Reproduce word for word the stretch of the Sundown Audio SD-2 8 review from "sundown audio sd-2 8 subwoofer" through "packaging was awesome.".

• **Text segment**
-.-.-

# Sundown Audio SD-2 8 - another review



## req (Aug 4, 2007)

Hey there.


being one of several guys to get these things - i am first and foremost, flattered that i get the opportunity to do this.

so, before we even judge the product based on its physical merits - i would like to say that Jacob (the owner at sundown), is one hell of a guy and really must stand behind his product to put 20 of these (or so) out into the world for review. I merely replied to his thread asking for testers, and then speakers were at my house. I have not been paid for this, i dont even know if i have to send these speakers back to him haha. whatever the case, +1 for having real life beta testers for a product. very cool.

SO - onto the first impressions.

unboxing video - 

sundown audio sd-2 8 subwoofer unboxing - YouTube






i noticed three boxes. its a little overkill - but at 34 pounds for two of them - the packaging was awesome.



shipping update said:


> Department number:	SD-2_8D4_x2_For_Review
> Service type:	FedEx Home Delivery
> Packaging type:	Package
> Number of pieces:	1
> Weight:	34.00 lb.


also, notice that the baskets on these things are not standard off the shelf (OTS) parts. from what i understand, jacob has been custom tooling a lot of his parts - and that alone is impressive.

the suspension was way stiffer than i had expected for a 300w driver, and it looks like there is quite a bit of excursion. personally, i prefer cone area over excursion - and at best a combination of both - but if these things act similar to the SD8V2 (see image below) that i had previously installed in a friends car - i have a good idea of the performance!

-.-.-

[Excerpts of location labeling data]
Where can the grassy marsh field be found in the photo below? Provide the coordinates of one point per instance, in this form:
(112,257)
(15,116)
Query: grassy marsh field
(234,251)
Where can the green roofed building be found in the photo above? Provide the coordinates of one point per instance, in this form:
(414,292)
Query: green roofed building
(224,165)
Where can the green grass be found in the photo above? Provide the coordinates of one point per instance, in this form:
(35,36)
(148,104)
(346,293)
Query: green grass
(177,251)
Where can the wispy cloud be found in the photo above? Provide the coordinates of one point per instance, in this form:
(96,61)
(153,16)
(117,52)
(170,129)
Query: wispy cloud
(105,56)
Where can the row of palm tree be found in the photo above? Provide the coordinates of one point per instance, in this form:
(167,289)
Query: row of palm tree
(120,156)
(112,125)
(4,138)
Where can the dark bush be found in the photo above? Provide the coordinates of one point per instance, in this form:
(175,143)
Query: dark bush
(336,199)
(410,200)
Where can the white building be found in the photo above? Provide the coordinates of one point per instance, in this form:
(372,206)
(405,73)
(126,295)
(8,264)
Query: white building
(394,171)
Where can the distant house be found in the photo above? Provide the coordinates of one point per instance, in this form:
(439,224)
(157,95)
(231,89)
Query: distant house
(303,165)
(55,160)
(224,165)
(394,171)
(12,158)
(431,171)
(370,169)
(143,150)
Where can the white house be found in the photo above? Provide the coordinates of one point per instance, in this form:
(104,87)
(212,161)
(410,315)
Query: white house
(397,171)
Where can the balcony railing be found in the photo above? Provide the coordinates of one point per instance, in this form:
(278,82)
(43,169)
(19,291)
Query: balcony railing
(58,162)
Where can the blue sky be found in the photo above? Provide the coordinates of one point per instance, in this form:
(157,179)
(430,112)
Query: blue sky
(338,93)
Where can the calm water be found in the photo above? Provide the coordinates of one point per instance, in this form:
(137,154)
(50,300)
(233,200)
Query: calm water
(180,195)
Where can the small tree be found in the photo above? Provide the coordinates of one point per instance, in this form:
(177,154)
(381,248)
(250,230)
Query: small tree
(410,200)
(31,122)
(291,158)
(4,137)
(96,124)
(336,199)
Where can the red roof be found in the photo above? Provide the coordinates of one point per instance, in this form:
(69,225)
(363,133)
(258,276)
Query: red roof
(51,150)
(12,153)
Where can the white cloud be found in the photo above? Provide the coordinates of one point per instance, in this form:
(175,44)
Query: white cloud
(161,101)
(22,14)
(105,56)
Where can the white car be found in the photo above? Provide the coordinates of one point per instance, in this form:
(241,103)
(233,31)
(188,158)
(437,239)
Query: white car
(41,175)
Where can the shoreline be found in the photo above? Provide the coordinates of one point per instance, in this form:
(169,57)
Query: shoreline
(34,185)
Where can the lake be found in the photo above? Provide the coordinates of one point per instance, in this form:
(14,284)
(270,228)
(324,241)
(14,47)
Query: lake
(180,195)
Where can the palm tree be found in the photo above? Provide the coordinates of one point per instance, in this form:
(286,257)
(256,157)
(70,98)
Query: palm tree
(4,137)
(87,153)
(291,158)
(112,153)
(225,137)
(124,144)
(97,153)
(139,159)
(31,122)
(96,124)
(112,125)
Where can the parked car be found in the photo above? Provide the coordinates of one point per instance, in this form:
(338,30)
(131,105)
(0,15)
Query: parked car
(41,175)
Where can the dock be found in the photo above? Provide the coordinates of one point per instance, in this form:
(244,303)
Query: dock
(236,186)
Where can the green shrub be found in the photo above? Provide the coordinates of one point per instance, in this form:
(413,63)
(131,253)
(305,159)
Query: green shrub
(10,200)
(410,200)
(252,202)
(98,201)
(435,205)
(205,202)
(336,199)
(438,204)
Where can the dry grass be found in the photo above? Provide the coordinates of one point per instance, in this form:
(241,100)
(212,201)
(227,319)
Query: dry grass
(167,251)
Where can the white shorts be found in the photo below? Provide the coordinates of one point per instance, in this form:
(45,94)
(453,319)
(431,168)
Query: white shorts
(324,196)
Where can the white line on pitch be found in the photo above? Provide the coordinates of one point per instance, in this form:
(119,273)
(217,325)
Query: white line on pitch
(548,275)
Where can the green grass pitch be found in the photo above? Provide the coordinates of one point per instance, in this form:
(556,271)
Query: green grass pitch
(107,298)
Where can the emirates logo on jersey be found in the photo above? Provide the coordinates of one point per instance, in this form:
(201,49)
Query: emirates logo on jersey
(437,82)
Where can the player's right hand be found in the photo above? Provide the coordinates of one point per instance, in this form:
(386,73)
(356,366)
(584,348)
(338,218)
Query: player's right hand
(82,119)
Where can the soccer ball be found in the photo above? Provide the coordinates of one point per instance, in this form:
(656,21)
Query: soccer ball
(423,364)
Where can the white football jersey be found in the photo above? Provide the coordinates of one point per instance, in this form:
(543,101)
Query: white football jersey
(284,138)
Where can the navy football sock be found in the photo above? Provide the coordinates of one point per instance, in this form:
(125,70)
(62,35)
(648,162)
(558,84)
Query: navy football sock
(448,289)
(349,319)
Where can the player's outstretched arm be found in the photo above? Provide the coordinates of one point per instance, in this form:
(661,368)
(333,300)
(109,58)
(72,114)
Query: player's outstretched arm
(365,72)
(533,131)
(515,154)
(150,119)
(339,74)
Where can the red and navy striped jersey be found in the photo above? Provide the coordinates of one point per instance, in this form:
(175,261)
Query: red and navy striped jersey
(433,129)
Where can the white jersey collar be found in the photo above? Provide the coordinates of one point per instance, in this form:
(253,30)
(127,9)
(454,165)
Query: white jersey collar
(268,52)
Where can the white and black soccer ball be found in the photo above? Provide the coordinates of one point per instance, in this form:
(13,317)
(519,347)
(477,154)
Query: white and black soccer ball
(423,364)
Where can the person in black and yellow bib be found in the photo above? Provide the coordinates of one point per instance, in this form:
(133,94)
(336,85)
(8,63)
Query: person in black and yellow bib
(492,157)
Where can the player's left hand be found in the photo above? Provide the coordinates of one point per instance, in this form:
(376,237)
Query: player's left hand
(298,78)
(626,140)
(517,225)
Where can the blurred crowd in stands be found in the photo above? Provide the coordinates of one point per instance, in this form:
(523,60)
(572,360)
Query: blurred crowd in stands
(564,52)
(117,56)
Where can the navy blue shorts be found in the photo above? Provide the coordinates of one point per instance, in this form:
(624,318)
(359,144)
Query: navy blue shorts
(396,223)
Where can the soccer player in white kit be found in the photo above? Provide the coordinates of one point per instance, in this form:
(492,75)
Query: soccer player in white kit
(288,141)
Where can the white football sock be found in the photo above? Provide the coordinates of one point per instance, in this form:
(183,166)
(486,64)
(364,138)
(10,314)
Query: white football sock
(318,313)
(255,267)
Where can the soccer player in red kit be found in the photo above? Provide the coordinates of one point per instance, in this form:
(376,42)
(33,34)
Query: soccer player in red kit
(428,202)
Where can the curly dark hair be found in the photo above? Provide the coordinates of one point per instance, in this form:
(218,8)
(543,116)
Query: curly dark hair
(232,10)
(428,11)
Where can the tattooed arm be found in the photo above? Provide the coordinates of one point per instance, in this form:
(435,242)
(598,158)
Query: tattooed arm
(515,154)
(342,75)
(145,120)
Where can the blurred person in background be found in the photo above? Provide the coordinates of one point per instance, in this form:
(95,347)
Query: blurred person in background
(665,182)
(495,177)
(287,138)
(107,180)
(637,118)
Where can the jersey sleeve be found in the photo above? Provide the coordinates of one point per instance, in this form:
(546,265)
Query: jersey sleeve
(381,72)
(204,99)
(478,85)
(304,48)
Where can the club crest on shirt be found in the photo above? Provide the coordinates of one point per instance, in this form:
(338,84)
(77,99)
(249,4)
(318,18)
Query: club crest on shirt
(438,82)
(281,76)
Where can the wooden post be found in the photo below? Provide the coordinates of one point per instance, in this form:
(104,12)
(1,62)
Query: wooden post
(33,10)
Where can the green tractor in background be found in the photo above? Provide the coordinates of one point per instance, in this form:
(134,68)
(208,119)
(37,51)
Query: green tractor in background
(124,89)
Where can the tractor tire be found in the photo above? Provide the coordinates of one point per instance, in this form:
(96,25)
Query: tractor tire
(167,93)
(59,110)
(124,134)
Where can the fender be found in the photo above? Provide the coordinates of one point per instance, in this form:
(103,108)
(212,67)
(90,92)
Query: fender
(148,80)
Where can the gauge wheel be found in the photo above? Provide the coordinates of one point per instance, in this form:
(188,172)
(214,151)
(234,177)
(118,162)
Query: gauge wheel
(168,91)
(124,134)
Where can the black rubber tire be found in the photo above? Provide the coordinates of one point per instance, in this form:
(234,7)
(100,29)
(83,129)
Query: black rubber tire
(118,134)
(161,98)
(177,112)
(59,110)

-.-.-

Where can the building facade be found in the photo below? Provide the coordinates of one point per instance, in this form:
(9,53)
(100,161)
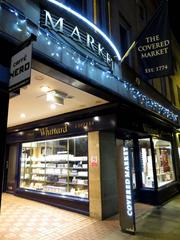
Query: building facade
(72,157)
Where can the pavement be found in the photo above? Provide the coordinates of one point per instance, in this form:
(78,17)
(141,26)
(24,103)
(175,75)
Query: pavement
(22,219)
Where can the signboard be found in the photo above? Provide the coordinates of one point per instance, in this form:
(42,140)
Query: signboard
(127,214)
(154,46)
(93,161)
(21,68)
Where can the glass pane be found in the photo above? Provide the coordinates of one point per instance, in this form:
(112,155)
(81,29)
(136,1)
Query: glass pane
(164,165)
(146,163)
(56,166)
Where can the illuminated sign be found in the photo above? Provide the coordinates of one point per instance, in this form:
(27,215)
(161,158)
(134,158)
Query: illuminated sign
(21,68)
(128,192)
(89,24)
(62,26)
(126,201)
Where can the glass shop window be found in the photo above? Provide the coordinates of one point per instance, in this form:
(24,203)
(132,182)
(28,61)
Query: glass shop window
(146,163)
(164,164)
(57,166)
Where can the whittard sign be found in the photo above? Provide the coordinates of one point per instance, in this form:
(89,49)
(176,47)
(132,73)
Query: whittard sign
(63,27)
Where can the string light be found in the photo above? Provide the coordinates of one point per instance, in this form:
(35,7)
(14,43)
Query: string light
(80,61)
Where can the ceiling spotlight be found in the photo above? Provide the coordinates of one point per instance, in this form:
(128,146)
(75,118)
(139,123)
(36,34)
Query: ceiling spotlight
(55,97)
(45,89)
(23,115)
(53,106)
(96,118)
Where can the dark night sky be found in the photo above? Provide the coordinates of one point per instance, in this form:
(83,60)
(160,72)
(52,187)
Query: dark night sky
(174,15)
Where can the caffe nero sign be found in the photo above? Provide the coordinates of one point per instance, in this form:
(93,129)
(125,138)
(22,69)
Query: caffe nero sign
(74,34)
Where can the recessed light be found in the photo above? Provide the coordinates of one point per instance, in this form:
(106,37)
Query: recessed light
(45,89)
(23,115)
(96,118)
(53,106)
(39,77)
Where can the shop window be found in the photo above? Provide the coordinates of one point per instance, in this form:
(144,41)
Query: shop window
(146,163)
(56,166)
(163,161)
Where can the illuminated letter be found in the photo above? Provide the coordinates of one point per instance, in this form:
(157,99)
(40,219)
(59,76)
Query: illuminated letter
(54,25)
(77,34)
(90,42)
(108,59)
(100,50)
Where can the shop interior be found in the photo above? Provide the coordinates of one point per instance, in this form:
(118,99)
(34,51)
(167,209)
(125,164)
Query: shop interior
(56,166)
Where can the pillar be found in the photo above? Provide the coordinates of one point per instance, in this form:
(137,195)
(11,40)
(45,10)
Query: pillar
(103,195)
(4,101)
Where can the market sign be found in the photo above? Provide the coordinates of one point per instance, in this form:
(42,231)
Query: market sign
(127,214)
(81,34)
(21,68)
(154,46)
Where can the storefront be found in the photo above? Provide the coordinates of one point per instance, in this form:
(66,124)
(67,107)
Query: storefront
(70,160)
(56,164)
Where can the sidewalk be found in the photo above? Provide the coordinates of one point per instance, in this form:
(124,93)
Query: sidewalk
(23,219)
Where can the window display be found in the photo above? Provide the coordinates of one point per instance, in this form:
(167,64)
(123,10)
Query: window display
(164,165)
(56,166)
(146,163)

-.-.-

• **Correct answer**
sundown audio sd-2 8 subwoofer unboxing - YouTube






i noticed three boxes. its a little overkill - but at 34 pounds for two of them - the packaging was awesome.